▶ TASK BRIEF
Reproduce the data exactly; no word may be added or dropped.

▶ PROVIDED INFORMATION

◇ ◇ ◇ ◇ ◇ ◇ ◇

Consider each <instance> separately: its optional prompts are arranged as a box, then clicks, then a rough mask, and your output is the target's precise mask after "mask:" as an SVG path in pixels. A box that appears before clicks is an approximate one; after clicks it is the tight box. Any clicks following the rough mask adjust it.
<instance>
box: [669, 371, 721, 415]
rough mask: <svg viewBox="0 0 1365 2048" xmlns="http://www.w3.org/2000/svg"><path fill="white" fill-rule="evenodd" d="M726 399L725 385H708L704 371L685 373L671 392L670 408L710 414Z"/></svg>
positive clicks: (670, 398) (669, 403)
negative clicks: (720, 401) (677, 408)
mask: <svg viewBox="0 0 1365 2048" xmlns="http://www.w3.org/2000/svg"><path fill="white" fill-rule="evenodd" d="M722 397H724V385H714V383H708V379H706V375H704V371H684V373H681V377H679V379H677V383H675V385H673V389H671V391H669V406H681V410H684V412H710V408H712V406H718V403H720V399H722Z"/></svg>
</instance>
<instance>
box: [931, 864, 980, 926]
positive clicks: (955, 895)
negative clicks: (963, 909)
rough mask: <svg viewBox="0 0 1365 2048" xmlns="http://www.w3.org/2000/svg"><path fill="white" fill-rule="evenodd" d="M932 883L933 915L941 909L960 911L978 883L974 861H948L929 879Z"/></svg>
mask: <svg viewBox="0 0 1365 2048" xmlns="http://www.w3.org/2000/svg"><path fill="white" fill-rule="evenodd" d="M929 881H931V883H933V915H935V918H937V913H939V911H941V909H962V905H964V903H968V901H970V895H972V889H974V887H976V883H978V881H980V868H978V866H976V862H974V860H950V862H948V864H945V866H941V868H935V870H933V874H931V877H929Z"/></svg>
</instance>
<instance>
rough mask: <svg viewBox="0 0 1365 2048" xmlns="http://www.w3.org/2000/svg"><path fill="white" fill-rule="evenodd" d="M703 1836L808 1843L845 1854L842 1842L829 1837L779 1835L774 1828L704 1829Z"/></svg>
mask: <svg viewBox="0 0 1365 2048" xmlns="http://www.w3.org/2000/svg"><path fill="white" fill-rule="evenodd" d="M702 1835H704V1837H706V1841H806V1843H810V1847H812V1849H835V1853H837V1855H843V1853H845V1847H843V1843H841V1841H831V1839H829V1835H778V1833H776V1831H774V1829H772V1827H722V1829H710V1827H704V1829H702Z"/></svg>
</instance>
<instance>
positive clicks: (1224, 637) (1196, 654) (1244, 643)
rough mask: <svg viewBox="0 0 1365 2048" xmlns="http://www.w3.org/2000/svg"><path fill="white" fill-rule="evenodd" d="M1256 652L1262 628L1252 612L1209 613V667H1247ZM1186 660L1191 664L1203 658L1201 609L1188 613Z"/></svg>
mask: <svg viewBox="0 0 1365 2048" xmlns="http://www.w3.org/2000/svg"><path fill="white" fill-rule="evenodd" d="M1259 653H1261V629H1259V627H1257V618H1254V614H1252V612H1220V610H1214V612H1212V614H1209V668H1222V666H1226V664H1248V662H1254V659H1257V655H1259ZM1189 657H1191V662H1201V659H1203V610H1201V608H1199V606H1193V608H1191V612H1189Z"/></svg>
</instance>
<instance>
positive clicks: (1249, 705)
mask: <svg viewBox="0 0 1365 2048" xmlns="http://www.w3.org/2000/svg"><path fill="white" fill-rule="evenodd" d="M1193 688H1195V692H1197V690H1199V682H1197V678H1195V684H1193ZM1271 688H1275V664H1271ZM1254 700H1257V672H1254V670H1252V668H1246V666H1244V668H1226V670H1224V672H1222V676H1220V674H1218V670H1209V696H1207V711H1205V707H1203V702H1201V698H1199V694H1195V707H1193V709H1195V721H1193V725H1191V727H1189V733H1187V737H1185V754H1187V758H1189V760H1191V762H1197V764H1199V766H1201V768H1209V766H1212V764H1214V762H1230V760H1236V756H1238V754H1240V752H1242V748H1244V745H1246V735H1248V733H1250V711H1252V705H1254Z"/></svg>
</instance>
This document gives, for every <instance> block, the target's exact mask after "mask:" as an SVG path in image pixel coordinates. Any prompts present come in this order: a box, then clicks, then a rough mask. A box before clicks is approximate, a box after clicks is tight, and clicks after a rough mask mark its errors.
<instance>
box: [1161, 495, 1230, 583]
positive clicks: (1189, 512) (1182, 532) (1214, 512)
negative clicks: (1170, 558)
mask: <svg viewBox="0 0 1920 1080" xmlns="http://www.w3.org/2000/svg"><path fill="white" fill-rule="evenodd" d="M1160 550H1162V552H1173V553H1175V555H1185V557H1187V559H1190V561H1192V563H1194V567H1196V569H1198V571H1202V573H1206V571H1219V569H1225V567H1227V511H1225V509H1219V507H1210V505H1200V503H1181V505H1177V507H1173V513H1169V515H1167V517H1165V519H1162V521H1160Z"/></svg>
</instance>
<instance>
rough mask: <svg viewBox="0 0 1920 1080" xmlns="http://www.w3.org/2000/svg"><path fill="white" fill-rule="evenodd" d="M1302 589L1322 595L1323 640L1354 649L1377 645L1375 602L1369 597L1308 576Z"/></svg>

◇ ◇ ◇ ◇ ◇ ◇ ◇

▶ RESPONSE AREA
Consider each <instance> separately: its optional prompts are arranged as a box, then clicks, then a rough mask, and your output is the target's precise mask after "mask:" as an SVG path in pixels. A box that appears before clicks is an approximate one; after clicks it is the tight box. Any clicks following the rough mask adjust it.
<instance>
box: [669, 371, 721, 415]
rough mask: <svg viewBox="0 0 1365 2048" xmlns="http://www.w3.org/2000/svg"><path fill="white" fill-rule="evenodd" d="M726 399L725 385H708L704 371L685 373L671 392L670 408L710 414Z"/></svg>
positive clicks: (670, 398) (669, 403)
negative clicks: (720, 401) (677, 408)
mask: <svg viewBox="0 0 1365 2048" xmlns="http://www.w3.org/2000/svg"><path fill="white" fill-rule="evenodd" d="M722 397H724V385H714V383H708V379H706V375H704V371H684V373H681V377H679V379H677V383H675V385H673V389H671V391H669V406H681V410H684V412H710V408H712V406H718V403H720V399H722Z"/></svg>
</instance>
<instance>
box: [931, 864, 980, 926]
positive clicks: (955, 895)
negative clicks: (963, 909)
rough mask: <svg viewBox="0 0 1365 2048" xmlns="http://www.w3.org/2000/svg"><path fill="white" fill-rule="evenodd" d="M932 883L933 915L941 909L960 911L978 883L974 861H948L929 879Z"/></svg>
mask: <svg viewBox="0 0 1365 2048" xmlns="http://www.w3.org/2000/svg"><path fill="white" fill-rule="evenodd" d="M929 881H931V883H933V915H935V918H937V913H939V911H941V909H962V905H964V903H968V901H970V895H972V889H974V887H976V883H978V881H980V868H978V866H976V862H974V860H950V862H948V864H945V866H941V868H935V870H933V874H931V877H929Z"/></svg>
</instance>
<instance>
rough mask: <svg viewBox="0 0 1365 2048" xmlns="http://www.w3.org/2000/svg"><path fill="white" fill-rule="evenodd" d="M703 1836L808 1843L845 1854L842 1842L829 1837L779 1835L774 1828L704 1829Z"/></svg>
mask: <svg viewBox="0 0 1365 2048" xmlns="http://www.w3.org/2000/svg"><path fill="white" fill-rule="evenodd" d="M702 1835H704V1837H706V1841H806V1843H810V1847H812V1849H835V1853H837V1855H843V1853H845V1847H843V1843H841V1841H831V1839H829V1835H778V1833H776V1831H774V1829H772V1827H722V1829H710V1827H704V1829H702Z"/></svg>
</instance>
<instance>
positive clicks: (1224, 637) (1196, 654) (1244, 643)
rough mask: <svg viewBox="0 0 1365 2048" xmlns="http://www.w3.org/2000/svg"><path fill="white" fill-rule="evenodd" d="M1256 652L1262 628L1252 612L1209 613V667H1247ZM1186 660L1191 664L1203 658L1201 609L1188 613Z"/></svg>
mask: <svg viewBox="0 0 1365 2048" xmlns="http://www.w3.org/2000/svg"><path fill="white" fill-rule="evenodd" d="M1259 653H1261V629H1259V627H1257V618H1254V614H1252V612H1220V610H1214V612H1212V614H1209V668H1222V666H1226V664H1248V662H1254V659H1257V655H1259ZM1189 657H1191V662H1201V659H1203V610H1201V608H1199V606H1193V608H1191V612H1189Z"/></svg>
</instance>
<instance>
positive clicks: (1249, 705)
mask: <svg viewBox="0 0 1365 2048" xmlns="http://www.w3.org/2000/svg"><path fill="white" fill-rule="evenodd" d="M1193 688H1195V692H1197V690H1199V682H1197V678H1195V684H1193ZM1271 688H1275V664H1271ZM1254 700H1257V672H1254V670H1252V668H1246V666H1244V668H1226V670H1224V672H1222V676H1220V674H1218V670H1209V696H1207V711H1205V707H1203V702H1201V698H1199V694H1195V707H1193V709H1195V721H1193V725H1191V727H1189V733H1187V737H1185V754H1187V758H1189V760H1191V762H1197V764H1199V766H1201V768H1209V766H1212V764H1214V762H1230V760H1236V756H1238V754H1240V752H1242V748H1244V745H1246V735H1248V733H1250V711H1252V705H1254Z"/></svg>
</instance>
This document gives, for every <instance> block, the target's exact mask after "mask:" as an SVG path in image pixel coordinates. Any prompts present come in this order: a box, then clicks, then a rough mask. A box before clicks is approximate, a box after clicks is tight, and clicks after a rough mask mark its errors.
<instance>
box: [1161, 495, 1230, 583]
positive clicks: (1189, 512) (1182, 532) (1214, 512)
negative clicks: (1170, 558)
mask: <svg viewBox="0 0 1920 1080" xmlns="http://www.w3.org/2000/svg"><path fill="white" fill-rule="evenodd" d="M1160 550H1162V552H1173V553H1175V555H1185V557H1187V559H1190V561H1192V563H1194V567H1196V569H1198V571H1202V573H1206V571H1219V569H1225V567H1227V511H1225V509H1219V507H1210V505H1200V503H1181V505H1177V507H1173V513H1169V515H1167V517H1165V519H1162V521H1160Z"/></svg>
</instance>
<instance>
rough mask: <svg viewBox="0 0 1920 1080" xmlns="http://www.w3.org/2000/svg"><path fill="white" fill-rule="evenodd" d="M1302 589L1322 595L1323 640L1354 649L1377 645L1375 602L1369 597L1308 576Z"/></svg>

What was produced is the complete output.